Goal of the exercise -> Please copy out everything from the line containing "Target: tree canopy" down to the end of the material, both ends included, keeping every other line as it is. Multiply each point coordinate by 1.35 and round to the nearest whole number, with halves rounded up.

+ + + +

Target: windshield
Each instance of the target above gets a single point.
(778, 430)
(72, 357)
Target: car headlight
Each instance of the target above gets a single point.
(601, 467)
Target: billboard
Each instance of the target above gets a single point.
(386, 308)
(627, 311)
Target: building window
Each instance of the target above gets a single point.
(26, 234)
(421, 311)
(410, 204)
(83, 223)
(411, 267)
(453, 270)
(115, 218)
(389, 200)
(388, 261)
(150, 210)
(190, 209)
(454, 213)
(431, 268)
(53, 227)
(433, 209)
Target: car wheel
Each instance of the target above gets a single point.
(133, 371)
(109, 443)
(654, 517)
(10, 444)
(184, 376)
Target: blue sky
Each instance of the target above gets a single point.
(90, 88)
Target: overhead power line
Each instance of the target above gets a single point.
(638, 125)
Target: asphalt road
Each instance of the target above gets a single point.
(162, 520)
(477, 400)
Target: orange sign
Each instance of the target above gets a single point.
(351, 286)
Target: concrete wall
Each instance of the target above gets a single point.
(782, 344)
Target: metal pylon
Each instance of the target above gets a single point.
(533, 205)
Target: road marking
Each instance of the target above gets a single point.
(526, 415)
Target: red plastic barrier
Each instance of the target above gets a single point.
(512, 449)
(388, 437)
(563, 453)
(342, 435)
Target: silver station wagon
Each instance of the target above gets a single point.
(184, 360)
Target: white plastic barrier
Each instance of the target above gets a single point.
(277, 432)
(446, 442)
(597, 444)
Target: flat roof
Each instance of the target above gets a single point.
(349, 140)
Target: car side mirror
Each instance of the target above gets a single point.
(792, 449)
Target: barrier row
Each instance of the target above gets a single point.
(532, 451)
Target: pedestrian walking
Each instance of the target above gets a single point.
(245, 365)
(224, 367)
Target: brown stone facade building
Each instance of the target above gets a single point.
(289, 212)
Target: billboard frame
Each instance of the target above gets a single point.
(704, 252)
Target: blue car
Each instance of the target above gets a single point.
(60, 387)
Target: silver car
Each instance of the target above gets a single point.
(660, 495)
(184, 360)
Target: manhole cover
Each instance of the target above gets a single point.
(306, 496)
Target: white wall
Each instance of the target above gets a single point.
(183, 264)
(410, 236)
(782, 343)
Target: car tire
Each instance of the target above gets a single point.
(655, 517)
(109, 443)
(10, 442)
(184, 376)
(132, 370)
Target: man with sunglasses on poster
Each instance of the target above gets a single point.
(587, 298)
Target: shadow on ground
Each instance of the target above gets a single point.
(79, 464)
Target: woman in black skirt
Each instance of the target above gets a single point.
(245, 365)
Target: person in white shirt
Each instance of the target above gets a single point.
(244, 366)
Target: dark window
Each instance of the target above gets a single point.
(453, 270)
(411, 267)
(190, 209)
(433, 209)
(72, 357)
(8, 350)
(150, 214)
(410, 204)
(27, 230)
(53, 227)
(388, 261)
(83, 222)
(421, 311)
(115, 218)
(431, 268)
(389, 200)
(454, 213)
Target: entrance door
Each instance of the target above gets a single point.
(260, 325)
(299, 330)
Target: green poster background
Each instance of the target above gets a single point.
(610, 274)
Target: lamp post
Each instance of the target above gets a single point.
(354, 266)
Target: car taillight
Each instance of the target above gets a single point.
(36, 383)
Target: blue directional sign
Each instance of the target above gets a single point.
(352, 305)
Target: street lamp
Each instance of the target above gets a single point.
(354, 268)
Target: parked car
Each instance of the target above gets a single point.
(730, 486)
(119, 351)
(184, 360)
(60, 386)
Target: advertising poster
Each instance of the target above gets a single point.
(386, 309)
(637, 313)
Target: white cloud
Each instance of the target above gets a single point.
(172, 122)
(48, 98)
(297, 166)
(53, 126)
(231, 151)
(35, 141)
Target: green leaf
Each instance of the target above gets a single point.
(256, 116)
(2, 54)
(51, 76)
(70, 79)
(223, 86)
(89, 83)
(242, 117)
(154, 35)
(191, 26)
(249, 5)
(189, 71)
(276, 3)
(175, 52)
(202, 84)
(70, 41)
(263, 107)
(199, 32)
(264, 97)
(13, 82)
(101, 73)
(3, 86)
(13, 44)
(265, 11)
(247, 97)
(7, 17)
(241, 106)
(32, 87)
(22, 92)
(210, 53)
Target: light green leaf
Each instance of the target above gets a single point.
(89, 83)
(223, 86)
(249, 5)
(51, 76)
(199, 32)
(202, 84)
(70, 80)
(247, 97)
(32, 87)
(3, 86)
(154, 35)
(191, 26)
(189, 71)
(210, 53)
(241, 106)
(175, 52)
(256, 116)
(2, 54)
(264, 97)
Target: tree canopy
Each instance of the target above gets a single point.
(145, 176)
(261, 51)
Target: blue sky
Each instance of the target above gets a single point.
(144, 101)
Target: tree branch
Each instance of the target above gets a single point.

+ + + +

Response for this exercise ->
Target: tree canopy
Each instance of the target above gets a single point.
(196, 238)
(352, 69)
Target: blue sky
Each instance of the target above gets a single point.
(194, 136)
Target: tree branch
Each instance of the target above gets a single point.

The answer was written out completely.